The number of medical devices with wireless and network-connected capabilities continues to grow. At the same time, by some reports the number of ransomware attacks on health care facilities has more than doubled in recent years.[1] Recent cyberattacks and/or ransomware attacks on healthcare systems have resulted in stolen patient data, emergency room closures, diversion of ambulances, and cancellation of surgeries and other appointments. Given the potential disruptions in patient care in connection with these incidents, the cybersecurity of medical devices with wireless and network-connected capabilities becomes increasingly important to avoid and mitigate these possible impacts.

Against this backdrop, the Federal Food and Drug Administration (FDA) recently published its final guidance on “Cybersecurity in Medical Devices: Quality System Considerations and Content of Premarket Submissions.”[2] This guidance sets forth FDA’s recommendations regarding cybersecurity controls to help ensure device safety and effectiveness, both pre- and post-market. And while FDA’s guidance does not have the force of law, adherence to the guidance will help medical device manufacturers and sponsors meet regulatory expectations with respect to cybersecurity.

◆ THE DATA:
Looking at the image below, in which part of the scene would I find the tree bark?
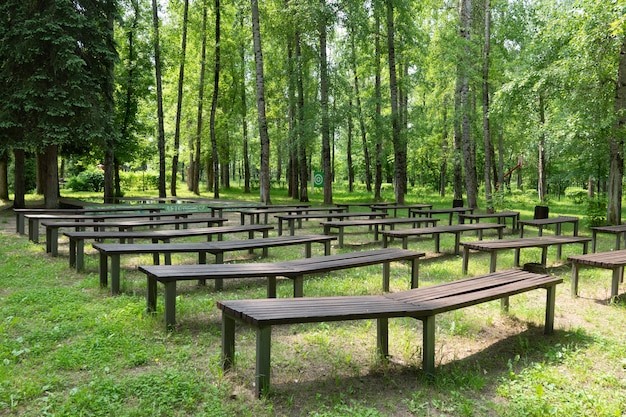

◆ REQUIREMENT:
Substitute "device makers" for "medical device manufacturers" in the text on medical device cybersecurity, rewriting it from the words "Against this backdrop, the" and stopping after "respect to cybersecurity.". The lines are not needed for any of this work.

◆ REPLY TO THE EXERCISE:
Against this backdrop, the Federal Food and Drug Administration (FDA) recently published its final guidance on “Cybersecurity in Medical Devices: Quality System Considerations and Content of Premarket Submissions.”[2] This guidance sets forth FDA’s recommendations regarding cybersecurity controls to help ensure device safety and effectiveness, both pre- and post-market. And while FDA’s guidance does not have the force of law, adherence to the guidance will help device makers and sponsors meet regulatory expectations with respect to cybersecurity.